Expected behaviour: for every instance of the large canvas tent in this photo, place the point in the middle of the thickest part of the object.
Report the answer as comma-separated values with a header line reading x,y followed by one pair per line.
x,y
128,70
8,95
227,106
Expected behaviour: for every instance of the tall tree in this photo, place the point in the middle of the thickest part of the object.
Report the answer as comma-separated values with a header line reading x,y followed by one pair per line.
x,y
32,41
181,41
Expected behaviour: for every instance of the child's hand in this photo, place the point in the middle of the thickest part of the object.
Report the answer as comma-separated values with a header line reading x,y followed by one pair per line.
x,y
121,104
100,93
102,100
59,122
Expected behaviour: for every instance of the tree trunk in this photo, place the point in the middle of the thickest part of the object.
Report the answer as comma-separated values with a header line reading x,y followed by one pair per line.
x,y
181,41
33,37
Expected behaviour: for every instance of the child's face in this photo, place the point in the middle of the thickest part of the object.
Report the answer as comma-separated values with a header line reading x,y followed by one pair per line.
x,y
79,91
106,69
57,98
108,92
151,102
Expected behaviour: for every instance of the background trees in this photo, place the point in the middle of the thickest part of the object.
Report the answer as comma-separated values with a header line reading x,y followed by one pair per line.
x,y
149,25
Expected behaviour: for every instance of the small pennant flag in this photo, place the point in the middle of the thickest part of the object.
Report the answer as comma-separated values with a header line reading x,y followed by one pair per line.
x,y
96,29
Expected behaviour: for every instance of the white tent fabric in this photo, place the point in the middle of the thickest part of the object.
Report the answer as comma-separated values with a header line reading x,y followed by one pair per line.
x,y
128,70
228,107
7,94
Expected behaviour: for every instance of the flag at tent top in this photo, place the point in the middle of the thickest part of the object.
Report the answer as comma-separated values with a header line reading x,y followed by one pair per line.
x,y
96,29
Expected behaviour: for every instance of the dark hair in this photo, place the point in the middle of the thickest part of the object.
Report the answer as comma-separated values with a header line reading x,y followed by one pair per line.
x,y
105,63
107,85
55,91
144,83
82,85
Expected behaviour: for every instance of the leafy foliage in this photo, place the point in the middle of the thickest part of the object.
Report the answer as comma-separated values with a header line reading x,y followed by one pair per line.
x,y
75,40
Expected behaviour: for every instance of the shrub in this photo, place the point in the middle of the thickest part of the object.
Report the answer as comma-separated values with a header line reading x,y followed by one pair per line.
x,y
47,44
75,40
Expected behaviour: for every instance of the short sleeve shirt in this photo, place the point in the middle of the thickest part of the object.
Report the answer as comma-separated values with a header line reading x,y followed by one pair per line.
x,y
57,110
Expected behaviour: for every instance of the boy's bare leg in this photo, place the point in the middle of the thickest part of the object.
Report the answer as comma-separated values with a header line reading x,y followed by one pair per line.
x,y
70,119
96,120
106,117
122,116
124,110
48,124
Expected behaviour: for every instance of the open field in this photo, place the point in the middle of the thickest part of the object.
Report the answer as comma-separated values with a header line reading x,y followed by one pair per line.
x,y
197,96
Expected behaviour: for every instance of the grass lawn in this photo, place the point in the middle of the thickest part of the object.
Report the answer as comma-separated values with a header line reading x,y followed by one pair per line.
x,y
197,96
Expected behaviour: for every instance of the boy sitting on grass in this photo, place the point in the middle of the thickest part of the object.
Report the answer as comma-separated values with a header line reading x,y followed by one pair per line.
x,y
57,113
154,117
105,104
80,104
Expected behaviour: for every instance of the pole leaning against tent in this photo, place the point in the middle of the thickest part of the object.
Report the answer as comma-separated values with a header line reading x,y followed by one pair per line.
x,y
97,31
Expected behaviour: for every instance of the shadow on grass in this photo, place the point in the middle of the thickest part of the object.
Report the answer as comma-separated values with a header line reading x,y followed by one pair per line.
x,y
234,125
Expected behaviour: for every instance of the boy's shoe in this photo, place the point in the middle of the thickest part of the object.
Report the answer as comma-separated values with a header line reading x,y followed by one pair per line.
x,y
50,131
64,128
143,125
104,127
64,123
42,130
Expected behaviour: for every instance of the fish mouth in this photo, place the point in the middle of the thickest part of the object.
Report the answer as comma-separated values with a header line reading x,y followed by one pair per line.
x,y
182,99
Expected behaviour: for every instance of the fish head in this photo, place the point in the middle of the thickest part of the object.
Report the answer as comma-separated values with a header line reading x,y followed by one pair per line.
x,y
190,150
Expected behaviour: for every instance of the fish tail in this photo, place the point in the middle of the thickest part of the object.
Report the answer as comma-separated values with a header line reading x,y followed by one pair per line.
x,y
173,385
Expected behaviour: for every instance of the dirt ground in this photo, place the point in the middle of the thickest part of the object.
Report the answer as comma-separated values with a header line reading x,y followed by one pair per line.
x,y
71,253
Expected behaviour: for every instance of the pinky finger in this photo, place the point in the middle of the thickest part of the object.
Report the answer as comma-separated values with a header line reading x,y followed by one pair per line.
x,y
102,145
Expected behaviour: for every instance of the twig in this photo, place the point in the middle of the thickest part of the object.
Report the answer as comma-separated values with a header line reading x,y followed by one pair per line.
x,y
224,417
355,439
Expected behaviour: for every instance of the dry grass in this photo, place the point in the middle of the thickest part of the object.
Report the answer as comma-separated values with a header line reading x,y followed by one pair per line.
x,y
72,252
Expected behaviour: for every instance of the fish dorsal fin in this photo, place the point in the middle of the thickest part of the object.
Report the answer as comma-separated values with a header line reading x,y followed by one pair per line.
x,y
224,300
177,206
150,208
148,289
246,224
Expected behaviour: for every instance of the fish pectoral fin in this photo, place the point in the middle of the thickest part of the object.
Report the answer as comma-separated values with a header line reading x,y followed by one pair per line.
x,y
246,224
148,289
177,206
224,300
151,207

• • •

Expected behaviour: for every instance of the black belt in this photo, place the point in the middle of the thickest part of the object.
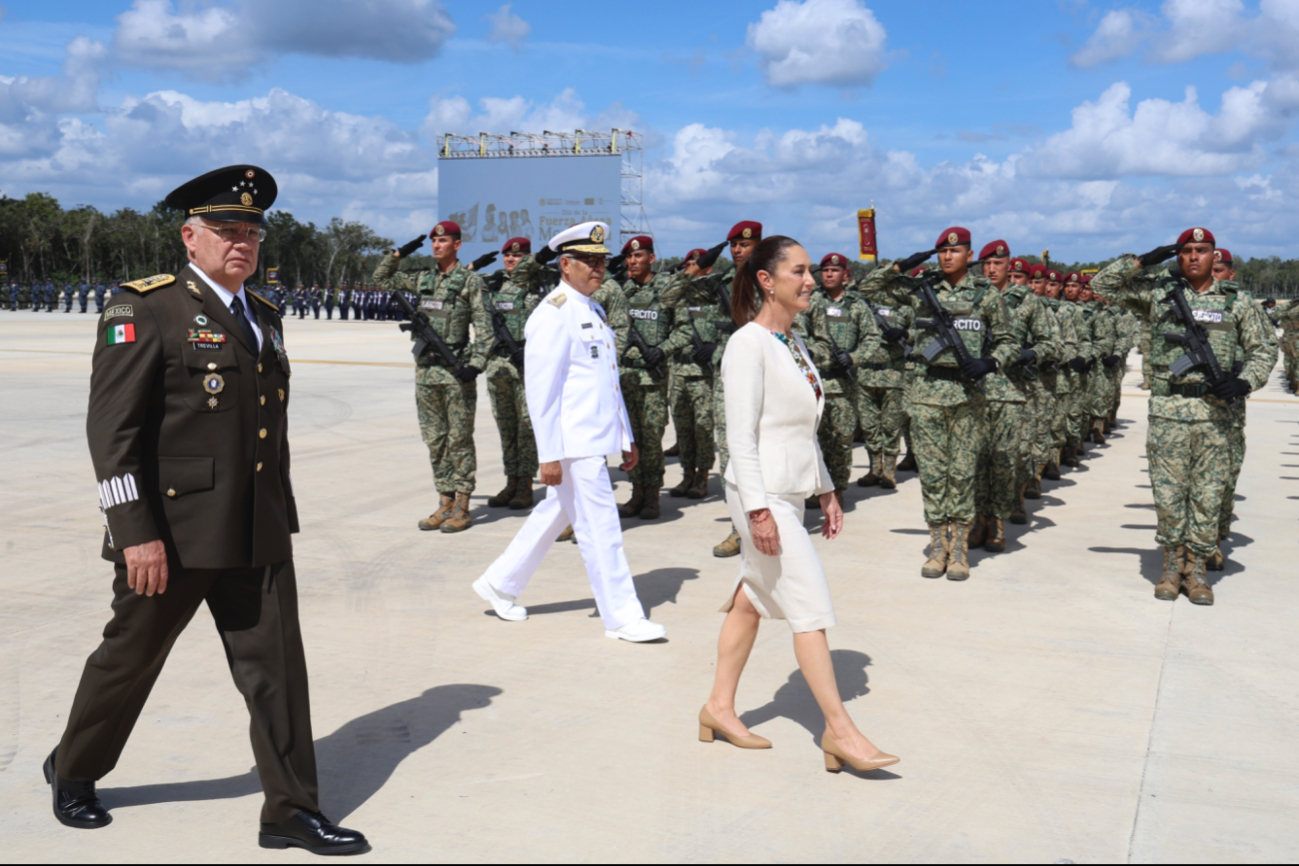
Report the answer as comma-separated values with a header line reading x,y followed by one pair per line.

• • •

▶ **Короткая задача**: Сообщите, сколько строк в данных выше содержат слово «flag», и укажите в ответе только число.

▶ **Ответ к упражнению**: 2